----- INPUT RECORDS

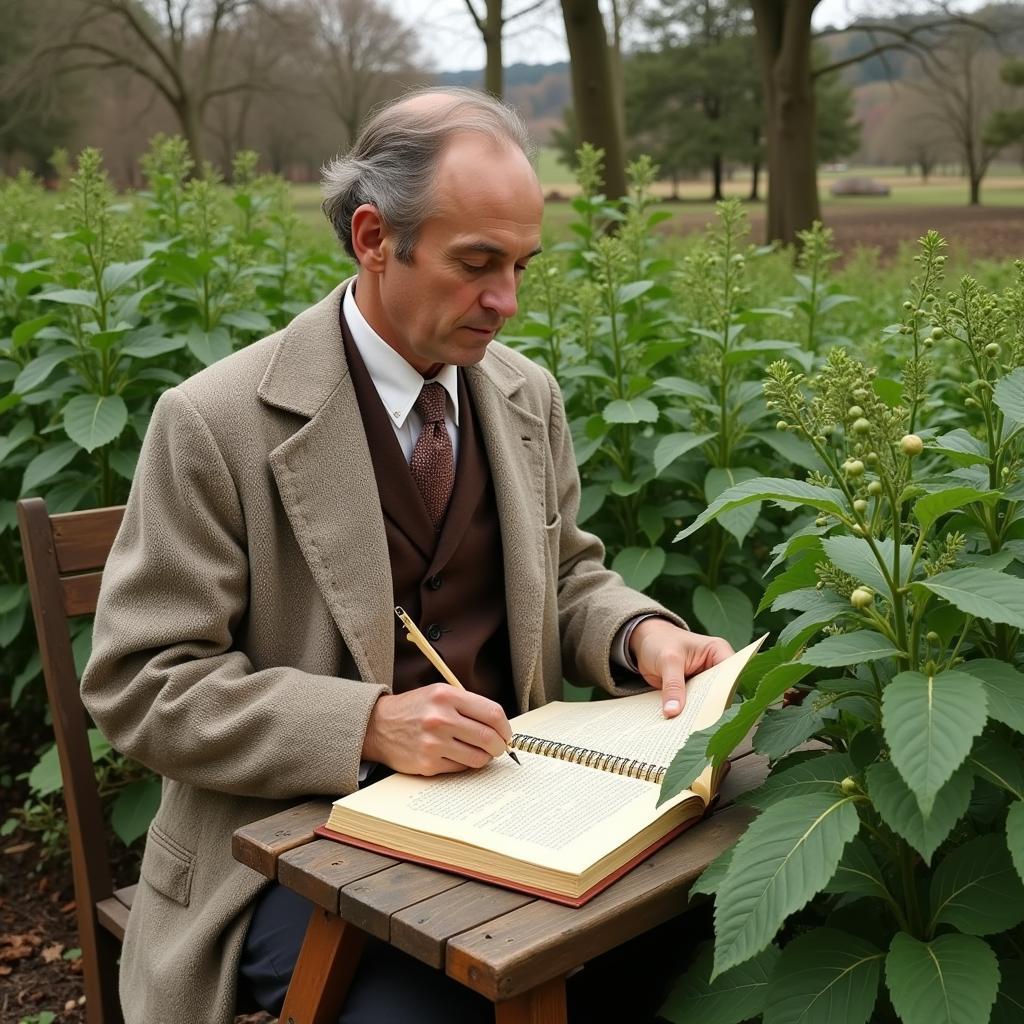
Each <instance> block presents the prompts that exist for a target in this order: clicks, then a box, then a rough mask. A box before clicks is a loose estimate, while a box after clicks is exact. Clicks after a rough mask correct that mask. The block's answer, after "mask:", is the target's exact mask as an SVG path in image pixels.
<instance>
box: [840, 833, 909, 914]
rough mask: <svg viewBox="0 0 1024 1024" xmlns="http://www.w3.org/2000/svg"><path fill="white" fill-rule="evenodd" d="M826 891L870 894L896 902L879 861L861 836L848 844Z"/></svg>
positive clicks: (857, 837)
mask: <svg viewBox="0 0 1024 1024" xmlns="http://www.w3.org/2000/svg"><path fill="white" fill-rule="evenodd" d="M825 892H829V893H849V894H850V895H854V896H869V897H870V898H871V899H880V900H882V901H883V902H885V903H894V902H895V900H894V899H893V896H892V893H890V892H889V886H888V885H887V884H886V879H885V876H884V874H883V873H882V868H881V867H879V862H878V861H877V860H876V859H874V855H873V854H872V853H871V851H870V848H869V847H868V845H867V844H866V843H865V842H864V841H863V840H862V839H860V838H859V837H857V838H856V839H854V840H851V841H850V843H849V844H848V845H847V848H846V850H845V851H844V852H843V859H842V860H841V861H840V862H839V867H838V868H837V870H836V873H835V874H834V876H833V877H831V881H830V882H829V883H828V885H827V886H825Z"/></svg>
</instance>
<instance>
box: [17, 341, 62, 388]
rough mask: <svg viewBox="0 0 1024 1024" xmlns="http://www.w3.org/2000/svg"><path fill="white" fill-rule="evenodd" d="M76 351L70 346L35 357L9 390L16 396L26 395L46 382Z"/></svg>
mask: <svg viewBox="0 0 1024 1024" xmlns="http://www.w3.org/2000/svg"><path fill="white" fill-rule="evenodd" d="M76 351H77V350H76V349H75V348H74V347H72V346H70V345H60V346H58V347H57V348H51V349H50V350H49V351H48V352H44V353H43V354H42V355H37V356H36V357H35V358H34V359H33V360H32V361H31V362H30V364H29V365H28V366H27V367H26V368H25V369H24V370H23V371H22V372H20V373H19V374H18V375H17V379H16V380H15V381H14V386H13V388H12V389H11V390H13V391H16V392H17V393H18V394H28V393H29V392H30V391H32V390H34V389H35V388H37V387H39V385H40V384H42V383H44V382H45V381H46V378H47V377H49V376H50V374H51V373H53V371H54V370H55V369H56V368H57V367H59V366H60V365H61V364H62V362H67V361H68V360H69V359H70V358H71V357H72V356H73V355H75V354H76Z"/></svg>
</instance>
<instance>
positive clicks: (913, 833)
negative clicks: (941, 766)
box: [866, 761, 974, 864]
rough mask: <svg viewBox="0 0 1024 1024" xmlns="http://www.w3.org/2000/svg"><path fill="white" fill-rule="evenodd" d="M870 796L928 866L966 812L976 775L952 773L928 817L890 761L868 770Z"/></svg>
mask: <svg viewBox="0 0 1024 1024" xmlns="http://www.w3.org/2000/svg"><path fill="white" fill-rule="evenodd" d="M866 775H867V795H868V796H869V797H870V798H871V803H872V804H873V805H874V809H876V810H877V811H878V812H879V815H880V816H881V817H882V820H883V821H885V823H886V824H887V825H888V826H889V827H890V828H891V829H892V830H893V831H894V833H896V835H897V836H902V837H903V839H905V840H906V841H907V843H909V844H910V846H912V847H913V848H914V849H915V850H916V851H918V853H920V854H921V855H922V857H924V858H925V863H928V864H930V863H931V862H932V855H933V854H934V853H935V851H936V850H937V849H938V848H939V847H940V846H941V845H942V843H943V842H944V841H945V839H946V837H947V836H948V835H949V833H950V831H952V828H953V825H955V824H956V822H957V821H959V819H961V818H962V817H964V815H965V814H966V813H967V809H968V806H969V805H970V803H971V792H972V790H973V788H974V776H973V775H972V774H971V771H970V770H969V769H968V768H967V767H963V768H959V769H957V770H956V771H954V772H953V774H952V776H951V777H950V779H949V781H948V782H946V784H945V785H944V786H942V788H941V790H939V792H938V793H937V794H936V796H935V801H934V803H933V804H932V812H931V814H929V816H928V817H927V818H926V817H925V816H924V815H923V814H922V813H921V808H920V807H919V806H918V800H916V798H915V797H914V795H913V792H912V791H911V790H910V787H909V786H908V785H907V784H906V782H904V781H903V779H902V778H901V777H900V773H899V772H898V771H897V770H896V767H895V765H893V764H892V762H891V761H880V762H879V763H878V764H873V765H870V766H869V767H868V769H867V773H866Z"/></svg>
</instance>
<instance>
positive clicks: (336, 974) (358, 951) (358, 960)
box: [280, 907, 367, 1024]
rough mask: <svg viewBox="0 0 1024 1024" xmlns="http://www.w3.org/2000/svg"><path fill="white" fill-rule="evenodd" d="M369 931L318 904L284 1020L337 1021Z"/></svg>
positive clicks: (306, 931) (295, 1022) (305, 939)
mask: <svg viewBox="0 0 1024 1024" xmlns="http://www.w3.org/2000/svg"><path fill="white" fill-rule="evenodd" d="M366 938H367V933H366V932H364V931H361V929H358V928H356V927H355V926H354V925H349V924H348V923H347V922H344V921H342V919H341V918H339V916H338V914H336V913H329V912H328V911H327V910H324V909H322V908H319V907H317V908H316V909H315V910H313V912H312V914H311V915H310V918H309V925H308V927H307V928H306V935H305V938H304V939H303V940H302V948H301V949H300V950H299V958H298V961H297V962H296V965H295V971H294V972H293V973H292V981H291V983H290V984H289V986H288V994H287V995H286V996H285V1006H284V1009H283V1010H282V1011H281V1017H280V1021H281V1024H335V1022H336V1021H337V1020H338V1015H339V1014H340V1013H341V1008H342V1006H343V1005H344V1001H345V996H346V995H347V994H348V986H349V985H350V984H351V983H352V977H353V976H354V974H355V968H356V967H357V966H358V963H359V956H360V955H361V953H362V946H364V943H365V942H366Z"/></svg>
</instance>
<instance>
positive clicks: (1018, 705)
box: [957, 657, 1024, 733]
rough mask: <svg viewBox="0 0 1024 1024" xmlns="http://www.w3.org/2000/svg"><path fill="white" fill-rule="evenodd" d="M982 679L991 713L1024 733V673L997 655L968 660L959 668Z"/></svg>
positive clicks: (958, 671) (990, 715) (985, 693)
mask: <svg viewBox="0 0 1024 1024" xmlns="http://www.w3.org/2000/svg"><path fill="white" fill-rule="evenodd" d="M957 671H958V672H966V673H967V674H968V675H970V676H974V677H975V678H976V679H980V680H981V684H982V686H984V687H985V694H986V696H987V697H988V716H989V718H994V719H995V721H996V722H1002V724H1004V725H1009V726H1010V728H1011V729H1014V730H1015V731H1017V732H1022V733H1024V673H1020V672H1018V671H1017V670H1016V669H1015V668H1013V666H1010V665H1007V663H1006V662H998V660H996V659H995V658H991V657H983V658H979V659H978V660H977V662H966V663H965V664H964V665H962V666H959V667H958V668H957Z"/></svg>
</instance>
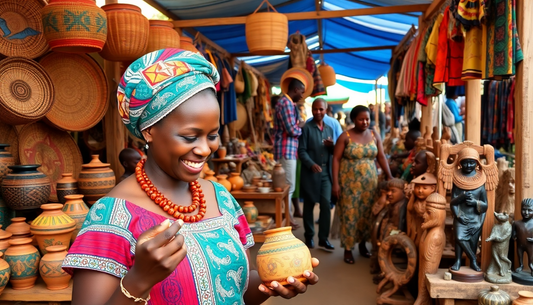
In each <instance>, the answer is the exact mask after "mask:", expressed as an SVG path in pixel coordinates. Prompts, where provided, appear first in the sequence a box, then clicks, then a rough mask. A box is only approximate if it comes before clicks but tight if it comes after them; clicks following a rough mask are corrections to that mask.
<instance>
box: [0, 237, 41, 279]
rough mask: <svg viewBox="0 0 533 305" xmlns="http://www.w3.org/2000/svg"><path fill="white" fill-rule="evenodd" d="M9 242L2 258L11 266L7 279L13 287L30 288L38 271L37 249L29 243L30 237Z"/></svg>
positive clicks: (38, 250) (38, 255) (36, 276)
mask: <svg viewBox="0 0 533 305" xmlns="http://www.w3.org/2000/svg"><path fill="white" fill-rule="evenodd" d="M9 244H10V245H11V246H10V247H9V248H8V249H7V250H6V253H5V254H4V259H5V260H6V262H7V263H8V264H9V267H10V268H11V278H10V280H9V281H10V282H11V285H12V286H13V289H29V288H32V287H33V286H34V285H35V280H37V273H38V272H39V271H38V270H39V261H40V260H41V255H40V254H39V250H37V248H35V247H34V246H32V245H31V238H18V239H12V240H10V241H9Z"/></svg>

----------
----- INPUT RECORDS

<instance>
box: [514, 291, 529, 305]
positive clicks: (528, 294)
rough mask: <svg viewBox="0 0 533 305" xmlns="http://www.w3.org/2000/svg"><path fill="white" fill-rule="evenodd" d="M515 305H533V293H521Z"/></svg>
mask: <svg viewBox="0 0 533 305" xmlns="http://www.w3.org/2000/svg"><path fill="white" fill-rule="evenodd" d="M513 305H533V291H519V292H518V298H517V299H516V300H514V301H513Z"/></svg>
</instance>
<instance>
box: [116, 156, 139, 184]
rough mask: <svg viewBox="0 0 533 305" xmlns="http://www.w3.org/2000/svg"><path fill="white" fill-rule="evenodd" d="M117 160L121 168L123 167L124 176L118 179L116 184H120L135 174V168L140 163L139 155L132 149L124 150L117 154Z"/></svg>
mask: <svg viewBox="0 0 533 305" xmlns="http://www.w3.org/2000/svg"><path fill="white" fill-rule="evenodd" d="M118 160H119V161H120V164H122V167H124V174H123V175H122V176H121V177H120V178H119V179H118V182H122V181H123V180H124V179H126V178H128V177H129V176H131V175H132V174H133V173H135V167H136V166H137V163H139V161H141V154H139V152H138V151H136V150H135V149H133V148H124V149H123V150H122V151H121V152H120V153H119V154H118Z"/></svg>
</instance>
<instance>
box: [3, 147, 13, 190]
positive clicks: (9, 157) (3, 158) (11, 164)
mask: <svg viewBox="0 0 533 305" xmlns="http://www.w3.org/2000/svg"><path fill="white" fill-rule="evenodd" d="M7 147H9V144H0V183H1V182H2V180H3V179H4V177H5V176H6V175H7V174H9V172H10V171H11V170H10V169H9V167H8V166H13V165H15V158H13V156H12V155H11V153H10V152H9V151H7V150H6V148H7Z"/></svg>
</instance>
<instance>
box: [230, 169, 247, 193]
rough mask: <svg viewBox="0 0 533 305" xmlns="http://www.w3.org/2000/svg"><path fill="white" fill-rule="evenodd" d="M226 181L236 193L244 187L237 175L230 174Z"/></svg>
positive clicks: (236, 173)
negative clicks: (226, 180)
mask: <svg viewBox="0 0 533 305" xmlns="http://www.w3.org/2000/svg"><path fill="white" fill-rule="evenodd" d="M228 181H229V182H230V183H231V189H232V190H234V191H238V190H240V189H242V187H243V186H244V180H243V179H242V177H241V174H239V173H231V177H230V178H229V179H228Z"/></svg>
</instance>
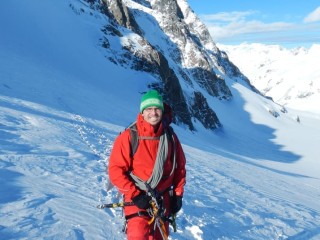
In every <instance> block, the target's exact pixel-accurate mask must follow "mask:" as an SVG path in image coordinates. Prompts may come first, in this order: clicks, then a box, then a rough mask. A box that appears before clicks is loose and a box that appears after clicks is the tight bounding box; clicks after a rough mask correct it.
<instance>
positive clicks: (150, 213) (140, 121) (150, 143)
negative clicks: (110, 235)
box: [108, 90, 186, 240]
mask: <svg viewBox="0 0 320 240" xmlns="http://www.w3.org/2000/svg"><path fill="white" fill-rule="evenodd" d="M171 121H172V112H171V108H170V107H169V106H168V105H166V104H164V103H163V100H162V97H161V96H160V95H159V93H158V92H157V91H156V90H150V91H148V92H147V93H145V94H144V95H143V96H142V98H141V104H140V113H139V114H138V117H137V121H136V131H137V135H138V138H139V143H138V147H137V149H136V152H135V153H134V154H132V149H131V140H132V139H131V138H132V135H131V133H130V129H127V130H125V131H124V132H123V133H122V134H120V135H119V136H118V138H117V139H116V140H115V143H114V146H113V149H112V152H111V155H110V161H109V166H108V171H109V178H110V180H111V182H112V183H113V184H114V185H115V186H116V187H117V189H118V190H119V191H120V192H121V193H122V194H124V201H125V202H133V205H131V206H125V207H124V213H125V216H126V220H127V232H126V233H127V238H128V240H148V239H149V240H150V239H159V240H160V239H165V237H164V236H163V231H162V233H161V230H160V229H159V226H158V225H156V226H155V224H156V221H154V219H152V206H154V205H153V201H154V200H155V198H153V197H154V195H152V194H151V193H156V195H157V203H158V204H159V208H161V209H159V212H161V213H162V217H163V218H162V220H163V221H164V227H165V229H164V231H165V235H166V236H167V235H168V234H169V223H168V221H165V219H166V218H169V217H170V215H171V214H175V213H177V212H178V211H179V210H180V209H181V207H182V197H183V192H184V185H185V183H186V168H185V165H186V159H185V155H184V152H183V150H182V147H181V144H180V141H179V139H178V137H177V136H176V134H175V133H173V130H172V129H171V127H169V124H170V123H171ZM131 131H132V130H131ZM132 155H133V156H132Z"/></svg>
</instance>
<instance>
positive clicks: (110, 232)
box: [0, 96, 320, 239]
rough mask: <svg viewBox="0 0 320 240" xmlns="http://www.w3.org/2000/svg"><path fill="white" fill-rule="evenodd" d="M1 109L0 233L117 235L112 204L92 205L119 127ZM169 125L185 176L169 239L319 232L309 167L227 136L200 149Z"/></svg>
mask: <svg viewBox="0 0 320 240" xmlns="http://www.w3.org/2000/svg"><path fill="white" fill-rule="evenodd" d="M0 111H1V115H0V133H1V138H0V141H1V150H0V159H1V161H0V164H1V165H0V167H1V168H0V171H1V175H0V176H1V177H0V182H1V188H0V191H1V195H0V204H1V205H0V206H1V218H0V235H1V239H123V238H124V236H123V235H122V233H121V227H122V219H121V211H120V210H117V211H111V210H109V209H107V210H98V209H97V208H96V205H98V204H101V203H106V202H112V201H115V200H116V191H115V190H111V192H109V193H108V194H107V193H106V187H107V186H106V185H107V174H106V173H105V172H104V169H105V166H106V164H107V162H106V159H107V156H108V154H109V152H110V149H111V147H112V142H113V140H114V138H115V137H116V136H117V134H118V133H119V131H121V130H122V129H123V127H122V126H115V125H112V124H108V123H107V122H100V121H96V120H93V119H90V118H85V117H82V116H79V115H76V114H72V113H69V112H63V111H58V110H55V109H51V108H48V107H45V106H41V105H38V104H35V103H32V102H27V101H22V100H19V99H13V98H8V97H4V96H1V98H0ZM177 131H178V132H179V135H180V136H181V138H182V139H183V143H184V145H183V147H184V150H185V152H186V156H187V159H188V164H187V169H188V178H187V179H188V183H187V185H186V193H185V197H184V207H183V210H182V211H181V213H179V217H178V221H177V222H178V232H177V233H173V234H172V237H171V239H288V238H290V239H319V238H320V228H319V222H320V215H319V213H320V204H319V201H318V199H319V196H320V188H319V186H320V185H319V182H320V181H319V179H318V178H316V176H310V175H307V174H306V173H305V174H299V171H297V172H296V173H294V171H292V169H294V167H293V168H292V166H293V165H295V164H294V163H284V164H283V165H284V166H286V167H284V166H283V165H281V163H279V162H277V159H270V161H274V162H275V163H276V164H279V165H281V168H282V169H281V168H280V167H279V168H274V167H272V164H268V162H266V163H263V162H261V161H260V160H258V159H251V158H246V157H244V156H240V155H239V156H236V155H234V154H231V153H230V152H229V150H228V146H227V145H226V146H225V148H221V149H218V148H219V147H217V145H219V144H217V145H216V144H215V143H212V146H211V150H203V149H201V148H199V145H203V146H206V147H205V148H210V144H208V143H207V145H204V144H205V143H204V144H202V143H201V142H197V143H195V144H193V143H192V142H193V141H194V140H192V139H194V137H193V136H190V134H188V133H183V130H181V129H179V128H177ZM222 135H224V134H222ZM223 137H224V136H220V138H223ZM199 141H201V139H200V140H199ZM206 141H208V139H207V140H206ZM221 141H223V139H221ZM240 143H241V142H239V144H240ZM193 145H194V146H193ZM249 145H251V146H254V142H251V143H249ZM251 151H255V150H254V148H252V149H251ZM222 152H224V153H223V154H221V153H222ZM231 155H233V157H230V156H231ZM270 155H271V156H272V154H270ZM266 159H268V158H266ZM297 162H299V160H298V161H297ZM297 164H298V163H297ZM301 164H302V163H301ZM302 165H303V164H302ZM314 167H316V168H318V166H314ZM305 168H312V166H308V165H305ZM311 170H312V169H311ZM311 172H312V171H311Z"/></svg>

----------

Find "Each <instance> block" in the entries above and copy that whole line exactly, then each line after it through the line that contains "891L870 894L896 902L879".

[RESPONSE]:
Each <instance> block presents the prompts that exist for a target in this order: clicks, then a box, then a rough mask. A box before clicks is a loose estimate, while a box after clicks is exact. Clicks after a rough mask correct that mask. The block's answer, after "mask:", is the target's exact mask as an SVG path in image pixels.
<instance>
box: [840, 833, 909, 914]
rough mask: <svg viewBox="0 0 1024 1024" xmlns="http://www.w3.org/2000/svg"><path fill="white" fill-rule="evenodd" d="M826 891L870 894L896 902L879 861L861 836L848 844Z"/></svg>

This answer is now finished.